[Location identification entries]
____________________

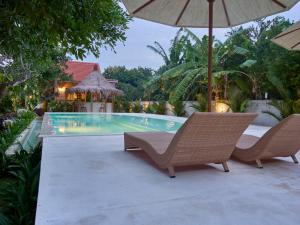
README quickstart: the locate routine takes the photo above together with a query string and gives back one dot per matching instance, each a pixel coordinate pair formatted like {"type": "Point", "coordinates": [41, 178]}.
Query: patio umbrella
{"type": "Point", "coordinates": [290, 38]}
{"type": "Point", "coordinates": [205, 13]}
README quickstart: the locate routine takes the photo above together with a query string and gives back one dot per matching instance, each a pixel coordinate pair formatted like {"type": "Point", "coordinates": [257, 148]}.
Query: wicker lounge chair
{"type": "Point", "coordinates": [203, 138]}
{"type": "Point", "coordinates": [283, 140]}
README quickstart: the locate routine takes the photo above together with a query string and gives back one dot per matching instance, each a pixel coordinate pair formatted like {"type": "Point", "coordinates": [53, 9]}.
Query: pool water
{"type": "Point", "coordinates": [103, 124]}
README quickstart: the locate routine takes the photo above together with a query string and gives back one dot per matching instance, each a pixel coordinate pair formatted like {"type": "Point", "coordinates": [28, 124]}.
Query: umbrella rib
{"type": "Point", "coordinates": [226, 13]}
{"type": "Point", "coordinates": [182, 11]}
{"type": "Point", "coordinates": [294, 46]}
{"type": "Point", "coordinates": [279, 3]}
{"type": "Point", "coordinates": [281, 35]}
{"type": "Point", "coordinates": [142, 6]}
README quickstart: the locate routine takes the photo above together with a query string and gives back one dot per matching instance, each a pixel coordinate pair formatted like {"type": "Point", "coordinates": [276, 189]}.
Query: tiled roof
{"type": "Point", "coordinates": [80, 70]}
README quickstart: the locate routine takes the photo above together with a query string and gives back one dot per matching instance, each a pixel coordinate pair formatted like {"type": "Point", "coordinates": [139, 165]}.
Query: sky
{"type": "Point", "coordinates": [134, 52]}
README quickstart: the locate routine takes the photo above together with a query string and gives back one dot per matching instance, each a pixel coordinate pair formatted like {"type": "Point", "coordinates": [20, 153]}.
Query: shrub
{"type": "Point", "coordinates": [201, 105]}
{"type": "Point", "coordinates": [178, 108]}
{"type": "Point", "coordinates": [137, 107]}
{"type": "Point", "coordinates": [18, 192]}
{"type": "Point", "coordinates": [157, 108]}
{"type": "Point", "coordinates": [8, 136]}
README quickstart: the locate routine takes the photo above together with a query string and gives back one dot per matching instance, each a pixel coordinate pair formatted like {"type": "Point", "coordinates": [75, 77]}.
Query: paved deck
{"type": "Point", "coordinates": [91, 181]}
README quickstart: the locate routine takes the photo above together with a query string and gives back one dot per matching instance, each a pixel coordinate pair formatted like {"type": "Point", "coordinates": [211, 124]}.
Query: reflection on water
{"type": "Point", "coordinates": [107, 124]}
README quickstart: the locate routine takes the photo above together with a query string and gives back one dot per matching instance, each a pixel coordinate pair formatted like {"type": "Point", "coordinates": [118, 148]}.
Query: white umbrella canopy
{"type": "Point", "coordinates": [194, 13]}
{"type": "Point", "coordinates": [290, 38]}
{"type": "Point", "coordinates": [205, 13]}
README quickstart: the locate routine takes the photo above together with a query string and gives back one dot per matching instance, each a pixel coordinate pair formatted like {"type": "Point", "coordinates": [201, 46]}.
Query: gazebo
{"type": "Point", "coordinates": [98, 87]}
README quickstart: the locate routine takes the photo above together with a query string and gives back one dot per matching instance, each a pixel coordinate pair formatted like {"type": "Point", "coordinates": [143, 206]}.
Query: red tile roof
{"type": "Point", "coordinates": [80, 70]}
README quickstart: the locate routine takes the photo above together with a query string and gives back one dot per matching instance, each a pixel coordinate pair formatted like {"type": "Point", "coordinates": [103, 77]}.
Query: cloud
{"type": "Point", "coordinates": [134, 51]}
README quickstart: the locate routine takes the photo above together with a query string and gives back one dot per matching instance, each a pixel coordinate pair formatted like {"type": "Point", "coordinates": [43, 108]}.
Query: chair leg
{"type": "Point", "coordinates": [225, 166]}
{"type": "Point", "coordinates": [294, 159]}
{"type": "Point", "coordinates": [259, 164]}
{"type": "Point", "coordinates": [171, 172]}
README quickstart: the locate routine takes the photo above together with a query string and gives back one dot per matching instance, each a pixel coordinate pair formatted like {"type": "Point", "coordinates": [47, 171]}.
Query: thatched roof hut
{"type": "Point", "coordinates": [95, 83]}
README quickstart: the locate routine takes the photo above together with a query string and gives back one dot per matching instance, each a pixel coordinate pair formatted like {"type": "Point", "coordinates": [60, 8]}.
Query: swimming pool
{"type": "Point", "coordinates": [64, 124]}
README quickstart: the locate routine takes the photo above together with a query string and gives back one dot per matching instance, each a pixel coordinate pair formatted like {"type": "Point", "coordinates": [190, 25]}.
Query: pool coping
{"type": "Point", "coordinates": [47, 129]}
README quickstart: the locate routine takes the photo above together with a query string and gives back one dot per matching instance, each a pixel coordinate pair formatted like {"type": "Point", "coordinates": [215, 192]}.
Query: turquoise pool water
{"type": "Point", "coordinates": [89, 124]}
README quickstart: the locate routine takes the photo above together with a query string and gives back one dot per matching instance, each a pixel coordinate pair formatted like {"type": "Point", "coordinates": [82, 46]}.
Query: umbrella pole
{"type": "Point", "coordinates": [210, 50]}
{"type": "Point", "coordinates": [92, 101]}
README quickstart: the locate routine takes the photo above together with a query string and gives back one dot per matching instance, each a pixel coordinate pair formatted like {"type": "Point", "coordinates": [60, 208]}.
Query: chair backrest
{"type": "Point", "coordinates": [208, 137]}
{"type": "Point", "coordinates": [281, 140]}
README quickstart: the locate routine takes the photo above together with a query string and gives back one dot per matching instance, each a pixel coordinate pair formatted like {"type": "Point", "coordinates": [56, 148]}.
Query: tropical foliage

____________________

Write out all the entries word for word, but skip any images.

README quickstart: the locate routine takes the photo above together with a query string and gives back one dot per matching instance, each a pixel coordinate pair formatted like {"type": "Point", "coordinates": [41, 178]}.
Query: patio umbrella
{"type": "Point", "coordinates": [290, 38]}
{"type": "Point", "coordinates": [205, 13]}
README quickstart: the locate routine takes the photo above together with a query string and gives back one dot per matching instance, each a pixel coordinate pair formatted like {"type": "Point", "coordinates": [257, 148]}.
Query: wicker lounge chair
{"type": "Point", "coordinates": [203, 138]}
{"type": "Point", "coordinates": [283, 140]}
README quickstart: the locate routine takes the photo above together with a query string and gives back one dot per matching instance, each a pixel coordinate pair formatted like {"type": "Point", "coordinates": [53, 9]}.
Query: pool water
{"type": "Point", "coordinates": [103, 124]}
README quickstart: the locate routine takes the photo above together with a query string and gives back one dot per matching instance, each a pixel coordinate pair formatted like {"type": "Point", "coordinates": [28, 124]}.
Query: umbrella rib
{"type": "Point", "coordinates": [226, 13]}
{"type": "Point", "coordinates": [182, 11]}
{"type": "Point", "coordinates": [294, 46]}
{"type": "Point", "coordinates": [279, 3]}
{"type": "Point", "coordinates": [281, 35]}
{"type": "Point", "coordinates": [142, 6]}
README quickstart: the locate routine takes the photo above together with a query string and gives back one dot per matching instance, each a pixel coordinate pair formatted like {"type": "Point", "coordinates": [276, 189]}.
Query: tiled roof
{"type": "Point", "coordinates": [80, 70]}
README quickstart: the locate routine takes the photo above together with a query string and gives back one dot per matching instance, each a pixel coordinate pair formatted like {"type": "Point", "coordinates": [139, 165]}.
Query: sky
{"type": "Point", "coordinates": [134, 52]}
README quickstart: the locate routine takes the photo above together with a query string and gives back one dot per matching instance, each a pixel coordinate pair formatted like {"type": "Point", "coordinates": [20, 153]}.
Query: shrub
{"type": "Point", "coordinates": [201, 105]}
{"type": "Point", "coordinates": [178, 108]}
{"type": "Point", "coordinates": [137, 107]}
{"type": "Point", "coordinates": [18, 192]}
{"type": "Point", "coordinates": [157, 108]}
{"type": "Point", "coordinates": [8, 136]}
README quickstart: the locate routine takes the photo above together with a query string and gives back one dot per matching instance, each a pixel coordinate pair formatted like {"type": "Point", "coordinates": [75, 77]}.
Query: paved deck
{"type": "Point", "coordinates": [91, 181]}
README quickstart: the locate routine takes the photo above together with a query string and gives back one dot per matching instance, each a pixel coordinate pair formatted like {"type": "Point", "coordinates": [211, 124]}.
Query: reflection on water
{"type": "Point", "coordinates": [107, 124]}
README quickstart: the locate routine takes the photo above together with a query string and gives back one dot per matching instance, each a pixel coordinate pair formatted like {"type": "Point", "coordinates": [118, 148]}.
Query: white umbrella canopy
{"type": "Point", "coordinates": [194, 13]}
{"type": "Point", "coordinates": [290, 38]}
{"type": "Point", "coordinates": [205, 13]}
README quickstart: the locate routine takes the photo above together with a query string and gives back one dot per matching instance, each a pixel coordinate pair formatted like {"type": "Point", "coordinates": [201, 46]}.
Query: gazebo
{"type": "Point", "coordinates": [98, 87]}
README quickstart: the locate routine takes the photo above together with a query string and gives back one dot per matching instance, each a pixel coordinate pair formatted like {"type": "Point", "coordinates": [143, 206]}.
Query: red tile roof
{"type": "Point", "coordinates": [80, 70]}
README quickstart: the locate routine takes the photo above together with a query string and gives back one dot per matching instance, each a pixel coordinate pair formatted like {"type": "Point", "coordinates": [103, 77]}.
Query: cloud
{"type": "Point", "coordinates": [134, 51]}
README quickstart: the locate routine takes the photo above together with a query string and gives back one dot per matching instance, each a pixel coordinate pair formatted like {"type": "Point", "coordinates": [43, 108]}.
Query: chair leg
{"type": "Point", "coordinates": [225, 166]}
{"type": "Point", "coordinates": [294, 159]}
{"type": "Point", "coordinates": [259, 164]}
{"type": "Point", "coordinates": [171, 172]}
README quickstart: the locate routine takes the photo above together with a query string and gives back one dot per matching instance, each a pixel coordinate pair formatted like {"type": "Point", "coordinates": [47, 171]}.
Query: thatched roof hut
{"type": "Point", "coordinates": [95, 83]}
README quickstart: the locate routine takes the photo above together with a query string and gives back one dot per matching instance, each a pixel coordinate pair formatted like {"type": "Point", "coordinates": [60, 8]}.
Query: swimming pool
{"type": "Point", "coordinates": [64, 124]}
README quickstart: the locate routine takes the photo above together with a query string and gives back one dot per matching instance, each a pixel coordinate pair formatted like {"type": "Point", "coordinates": [190, 25]}.
Query: pool coping
{"type": "Point", "coordinates": [47, 129]}
README quickstart: the locate routine takes the photo above together with a query string and gives back one dot per matching instance, each a pixel coordinate pair formatted like {"type": "Point", "coordinates": [215, 192]}.
Query: turquoise pool water
{"type": "Point", "coordinates": [89, 124]}
README quickstart: the locate routine takes the photo above together with a query string and gives back one dot per matching instance, each a pixel coordinate pair formatted like {"type": "Point", "coordinates": [82, 46]}.
Query: umbrella pole
{"type": "Point", "coordinates": [210, 50]}
{"type": "Point", "coordinates": [92, 101]}
README quickstart: the locate routine takes the photo above together with a query string and gives back one dot per matching instance, each a pixel coordinate pair formatted like {"type": "Point", "coordinates": [60, 208]}.
Query: chair backrest
{"type": "Point", "coordinates": [208, 137]}
{"type": "Point", "coordinates": [281, 140]}
README quickstart: the locate routine takes the photo above together with a query string and gives back one dot per matching instance, each a pixel coordinate pair formatted like {"type": "Point", "coordinates": [56, 148]}.
Query: tropical foliage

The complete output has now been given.